Stored data:

□ □ □ □ □ □ □

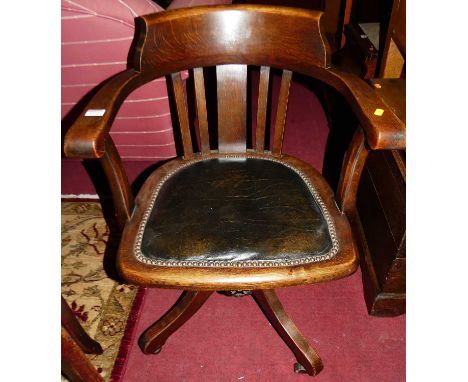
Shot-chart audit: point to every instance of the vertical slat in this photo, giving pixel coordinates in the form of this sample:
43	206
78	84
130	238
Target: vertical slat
182	114
201	110
262	107
232	107
281	112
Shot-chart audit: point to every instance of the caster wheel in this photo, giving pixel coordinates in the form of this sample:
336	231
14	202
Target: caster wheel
299	369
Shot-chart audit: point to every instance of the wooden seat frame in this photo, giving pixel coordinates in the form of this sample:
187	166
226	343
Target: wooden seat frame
230	38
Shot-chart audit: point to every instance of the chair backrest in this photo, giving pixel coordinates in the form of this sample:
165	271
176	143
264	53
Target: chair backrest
230	38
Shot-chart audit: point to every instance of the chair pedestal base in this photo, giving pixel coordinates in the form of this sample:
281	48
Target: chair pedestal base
188	304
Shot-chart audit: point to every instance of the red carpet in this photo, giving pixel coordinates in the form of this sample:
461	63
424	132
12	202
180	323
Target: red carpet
229	339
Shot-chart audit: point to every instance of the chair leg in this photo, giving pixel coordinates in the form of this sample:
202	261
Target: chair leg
75	365
76	331
308	359
156	335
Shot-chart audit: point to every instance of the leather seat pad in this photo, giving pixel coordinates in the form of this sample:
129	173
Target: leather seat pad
235	210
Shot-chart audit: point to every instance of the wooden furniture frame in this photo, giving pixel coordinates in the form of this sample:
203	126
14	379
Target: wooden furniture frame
75	342
230	38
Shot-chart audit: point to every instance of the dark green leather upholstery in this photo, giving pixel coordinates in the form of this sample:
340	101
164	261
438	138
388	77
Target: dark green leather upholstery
235	210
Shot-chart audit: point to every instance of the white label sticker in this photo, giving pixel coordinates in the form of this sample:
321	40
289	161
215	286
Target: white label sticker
95	112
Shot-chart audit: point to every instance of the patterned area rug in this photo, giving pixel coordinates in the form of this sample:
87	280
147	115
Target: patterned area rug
102	305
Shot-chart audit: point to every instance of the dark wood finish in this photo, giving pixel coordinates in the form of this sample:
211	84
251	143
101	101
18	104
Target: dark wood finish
353	164
381	234
359	54
157	334
305	52
232	107
75	365
182	113
393	92
281	112
200	96
118	182
262	108
76	331
394	51
380	222
74	341
278	318
230	38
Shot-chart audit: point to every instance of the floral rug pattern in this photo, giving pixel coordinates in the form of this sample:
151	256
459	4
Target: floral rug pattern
101	304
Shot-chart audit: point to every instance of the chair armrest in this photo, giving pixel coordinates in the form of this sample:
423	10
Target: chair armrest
86	137
385	131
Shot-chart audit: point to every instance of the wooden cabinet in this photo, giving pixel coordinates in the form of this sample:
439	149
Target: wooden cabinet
380	221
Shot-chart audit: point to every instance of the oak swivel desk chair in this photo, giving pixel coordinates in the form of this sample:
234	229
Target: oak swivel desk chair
228	217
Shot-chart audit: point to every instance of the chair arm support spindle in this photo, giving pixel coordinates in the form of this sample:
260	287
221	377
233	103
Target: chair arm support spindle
353	165
122	195
86	137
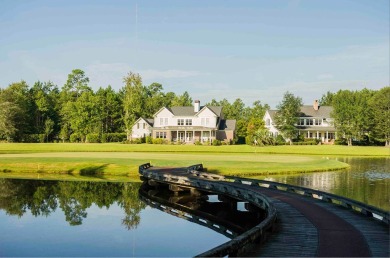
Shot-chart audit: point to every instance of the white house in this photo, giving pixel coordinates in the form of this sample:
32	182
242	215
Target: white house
187	124
314	122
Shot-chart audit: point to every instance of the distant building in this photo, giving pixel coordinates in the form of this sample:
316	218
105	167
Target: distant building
186	124
314	122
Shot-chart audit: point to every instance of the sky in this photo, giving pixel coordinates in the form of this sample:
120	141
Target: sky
247	49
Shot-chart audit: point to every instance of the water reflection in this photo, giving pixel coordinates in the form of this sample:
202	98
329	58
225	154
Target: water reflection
42	198
367	180
223	214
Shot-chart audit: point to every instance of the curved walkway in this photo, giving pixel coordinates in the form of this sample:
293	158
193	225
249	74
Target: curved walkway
307	226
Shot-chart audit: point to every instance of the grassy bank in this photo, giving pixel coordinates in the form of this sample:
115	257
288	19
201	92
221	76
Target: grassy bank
334	150
121	160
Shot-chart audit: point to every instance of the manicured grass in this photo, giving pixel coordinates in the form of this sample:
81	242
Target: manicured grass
336	150
126	164
114	161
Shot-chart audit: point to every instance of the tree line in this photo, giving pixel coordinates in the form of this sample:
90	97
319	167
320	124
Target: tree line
76	113
360	117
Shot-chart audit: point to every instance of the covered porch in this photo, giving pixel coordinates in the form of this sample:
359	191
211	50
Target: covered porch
191	136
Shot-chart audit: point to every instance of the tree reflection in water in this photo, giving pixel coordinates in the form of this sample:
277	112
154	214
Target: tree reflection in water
42	198
221	213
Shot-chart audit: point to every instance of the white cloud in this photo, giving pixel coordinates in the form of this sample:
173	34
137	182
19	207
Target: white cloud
167	74
103	74
325	76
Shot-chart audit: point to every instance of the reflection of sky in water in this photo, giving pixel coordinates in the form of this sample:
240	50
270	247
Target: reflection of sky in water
102	234
367	180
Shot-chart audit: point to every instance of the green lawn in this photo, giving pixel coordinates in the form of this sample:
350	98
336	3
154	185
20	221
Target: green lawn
112	161
336	150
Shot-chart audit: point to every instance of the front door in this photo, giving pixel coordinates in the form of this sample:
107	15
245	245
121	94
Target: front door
188	136
180	137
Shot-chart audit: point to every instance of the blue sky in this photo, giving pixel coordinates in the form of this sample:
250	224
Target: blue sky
253	50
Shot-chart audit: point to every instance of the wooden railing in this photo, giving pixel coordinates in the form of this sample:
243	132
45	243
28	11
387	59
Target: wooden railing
230	185
239	244
365	209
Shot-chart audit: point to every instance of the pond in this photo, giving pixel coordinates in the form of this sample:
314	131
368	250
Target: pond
367	180
65	218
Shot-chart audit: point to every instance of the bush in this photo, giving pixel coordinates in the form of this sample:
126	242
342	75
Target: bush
280	140
93	138
341	141
33	138
158	141
75	137
216	142
114	137
148	140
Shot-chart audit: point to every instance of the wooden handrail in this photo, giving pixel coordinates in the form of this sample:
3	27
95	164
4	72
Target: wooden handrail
365	209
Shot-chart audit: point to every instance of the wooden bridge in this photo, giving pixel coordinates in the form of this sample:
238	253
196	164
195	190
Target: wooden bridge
299	221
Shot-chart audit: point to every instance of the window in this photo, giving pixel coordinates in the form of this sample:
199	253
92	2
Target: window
161	135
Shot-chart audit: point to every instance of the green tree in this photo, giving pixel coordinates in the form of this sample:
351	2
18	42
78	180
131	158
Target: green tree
380	106
45	96
133	101
183	100
49	127
287	115
110	110
326	99
76	84
84	117
8	120
18	97
352	114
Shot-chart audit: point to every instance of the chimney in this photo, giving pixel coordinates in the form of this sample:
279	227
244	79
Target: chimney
315	105
196	106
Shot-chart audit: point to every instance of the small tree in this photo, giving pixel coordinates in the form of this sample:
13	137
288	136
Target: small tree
287	115
380	104
49	127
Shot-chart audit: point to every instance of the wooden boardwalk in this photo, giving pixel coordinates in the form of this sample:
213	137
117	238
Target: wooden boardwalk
309	222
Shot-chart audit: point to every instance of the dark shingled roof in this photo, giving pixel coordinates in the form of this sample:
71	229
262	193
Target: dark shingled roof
189	111
323	111
150	121
227	125
308	111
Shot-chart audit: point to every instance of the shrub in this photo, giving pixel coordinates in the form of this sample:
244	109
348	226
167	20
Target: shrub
158	141
33	138
341	141
148	140
216	142
114	137
93	138
75	137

□ □ □ □ □ □ □

Omit each picture, then return all of the listing exactly as it stands.

Shot-chart audit: point to every instance of the vertical slat in this photo, giving pixel coordinates in the form of this sample:
43	206
78	84
130	238
Target: vertical slat
182	114
201	110
262	107
232	107
281	112
Shot-chart audit: point to every instance of the caster wheel in this photo, giving pixel coordinates in the form of this sample:
336	231
14	202
Target: caster wheel
299	369
Shot-chart audit: point to every instance of the wooden seat frame in this photo, giving pixel coordinates in the form of this sample:
187	166
226	343
Target: wooden seat frame
230	38
Shot-chart audit: point to every instance of the chair backrest in this photo, giving pixel coordinates in the form of this sample:
165	271
176	143
264	53
Target: chair backrest
230	38
Shot-chart audit: point to every instance of the chair pedestal base in this photo, giving pixel coordinates in the form of this sample:
281	48
Target: chair pedestal base
188	304
Shot-chart audit: point to every instance of the red carpet in this photo, giving pixel coordinates in the form of this sample:
461	63
424	132
12	202
180	323
Target: red carpet
229	339
Shot-chart audit: point to every instance of the chair leg in this photo, giving pixel coordinates in the form of this sample:
202	261
Target: chair leg
75	365
76	331
308	359
156	335
Shot-chart audit: point to every instance of the leather seat pad in this photo, giving pixel coordinates in the form of this sample:
129	173
Target: leather seat pad
235	210
Shot-chart audit: point to every instance of the wooden furniture frame in this photo, giving pixel coordinates in the form of this sample:
203	126
14	379
Target: wooden furniture frame
75	342
230	38
Shot-chart audit: point to every instance of the dark green leather upholstery in this photo, giving pixel coordinates in the form of this sample:
340	101
164	261
438	138
388	77
Target: dark green leather upholstery
235	210
Shot-chart audit: point to every instance of the white label sticker in this photo, giving pixel coordinates in the form of this sample:
321	40
289	161
215	286
Target: white label sticker
95	112
Shot-chart audit: point to every instance of the patterned area rug in this photo, giving pixel coordinates in the form of this sample:
87	280
147	115
Target: patterned area rug
102	305
Shot-chart audit: point to every instance of the dark wood finish in this photo, giving pixel coordinates in the form of this sample:
211	84
251	143
101	101
18	104
Target: dark wood finish
353	164
381	234
359	54
157	334
305	52
232	107
75	365
182	113
393	92
281	112
200	96
118	182
262	108
76	331
394	51
380	222
74	341
278	318
230	38
Shot-chart audit: point to every instance of the floral rug pattern in this photo, giving pixel coordinates in the form of this sample:
151	256
459	4
Target: floral rug pattern
101	304
Shot-chart audit: point to every instance of the chair armrest in this photo, giving pixel coordinates in the form of this sample:
423	10
Target: chair armrest
86	137
385	131
Shot-chart audit: point to every instance of the wooden cabinet in this photo, giving pixel coordinates in the form of this sample:
439	149
Target: wooden cabinet
380	221
Shot-chart audit: point to every instance of the oak swivel desk chair in this photo, giving pixel coordinates in the form of this sample:
234	229
Target: oak swivel desk chair
228	217
Shot-chart audit: point to every instance of the chair arm support spindle in this photo, giving pixel coordinates in the form of this sample:
260	287
221	377
233	103
Target: chair arm support spindle
353	165
122	195
86	137
Shot-chart audit: point to every instance of the white house in this photo, giving pixel coordinates in the form of this sample:
32	182
242	215
Target: white house
187	124
314	122
Shot-chart audit: point to every instance of the distant building in this photo, giving pixel coordinates in the form of this sample:
316	218
105	167
Target: distant building
186	124
314	122
Shot-chart audit: point to every instance of the sky in this photo, giving pixel coordinates in the form of this sample:
120	141
Target: sky
247	49
Shot-chart audit: point to every instance of the water reflection in this photo, giving pixel coordinates in the form of this sample:
202	98
329	58
225	154
Target: water reflection
42	198
367	180
223	214
Shot-chart audit: point to every instance of the curved walkway in this photo, giving pixel coordinates in the form of this sample:
293	158
193	225
249	74
Target: curved walkway
307	226
Shot-chart audit: point to every instance of the grassy bank in this photo, giving pixel coordinates in the form of this sample:
115	257
288	19
201	92
221	76
Target: grassy bank
334	150
121	160
Shot-chart audit: point to every instance of the manicured grass in this photo, giving pixel coordinates in the form of this sample:
81	242
Target: manicured grass
336	150
126	164
114	161
Shot-chart audit: point to every instance of the tree line in this photo, giving pixel coordinates in the form of this sample:
90	97
319	167
320	124
Target: tree line
76	113
360	117
Shot-chart audit: point to every instance of the covered porch in this photo, giving pixel coordinates in the form of this sample:
359	191
211	50
Target: covered porch
191	136
Shot-chart audit: point to every instance of the tree reflection in water in this photo, giving pixel coordinates in the form of this sample:
277	112
154	214
Target: tree reflection in water
42	198
221	213
Shot-chart audit: point to every instance of the white cloud in this photo, giving pixel coordinates in the form of this sample:
173	34
137	182
19	207
Target: white cloud
167	74
103	74
325	76
Shot-chart audit: point to every instance of the reflection of sky in water in this photo, giving pixel coordinates in the form of this sample:
240	50
270	247
Target: reflection of sky in water
102	234
367	180
Shot-chart audit: point to every instance of the green lawn in this photo, giving pixel coordinates in the form of this sample:
350	98
336	3
154	185
20	221
Target: green lawn
112	161
336	150
Shot-chart audit: point to every instance of the front door in this photo, giving pixel coordinates in the form of this sample:
107	15
245	245
121	94
Target: front door
188	136
180	137
Shot-chart audit: point to every instance of the blue sky in this photo, giving pixel coordinates in the form of this sample:
250	224
Target: blue sky
253	50
Shot-chart audit: point to every instance of the wooden railing in this photo, giving pixel coordinates in the form of this sample:
243	132
45	243
28	11
387	59
Target: wooden railing
230	185
239	244
365	209
Shot-chart audit: point to every instance of the pond in this photo, giving pixel coordinates in the form of this sample:
314	131
368	250
Target: pond
367	180
65	218
Shot-chart audit: point to every instance of the bush in this photo, giving pixel coordinates in the form of this sample:
126	242
342	75
Target: bush
280	140
93	138
341	141
33	138
158	141
75	137
216	142
114	137
148	140
Shot-chart audit: point to every instance of the wooden handrail in this photo, giving pixel coordinates in the form of this sample:
3	27
95	164
4	72
Target: wooden handrail
365	209
Shot-chart audit: point to every instance of the wooden bridge in this photo, giving pixel coordinates in the form of this sample:
238	253
196	164
195	190
Target: wooden bridge
299	221
Shot-chart audit: point to every instance of the window in this photo, giving pixel coordinates in the form of this sample:
199	253
92	2
Target: window
161	135
Shot-chart audit: point to every instance of the green tree in this photo, giving pixel coordinates in the form of this sample:
351	2
18	42
78	180
131	158
Target: green tree
380	106
45	96
133	101
183	100
49	127
287	115
110	110
326	99
76	84
84	117
8	120
18	97
352	114
Shot-chart audit: point to every instance of the chimney in this photo, giving pixel coordinates in the form of this sample:
279	227
244	79
Target: chimney
315	105
196	106
Shot-chart audit: point to every instance of the small tree in this photo, giving pixel coordinates in the form of this sample:
13	137
288	136
Target: small tree
287	115
380	104
49	127
Shot-chart audit: point to every instance of the wooden boardwalk in this photo, giving pixel coordinates in the form of this sample:
213	137
117	238
Target: wooden boardwalk
309	222
Shot-chart audit: point to every instance of the dark shingled roof in this photo, giving pixel coordinates in the form of this sample:
71	229
262	193
Target: dark shingled roof
189	111
323	111
150	121
227	125
308	111
Shot-chart audit: point to every instance of the shrub in this photo, giving pixel coordinates in the form of this sample:
244	109
348	226
167	20
Target: shrub
158	141
33	138
341	141
148	140
216	142
114	137
93	138
75	137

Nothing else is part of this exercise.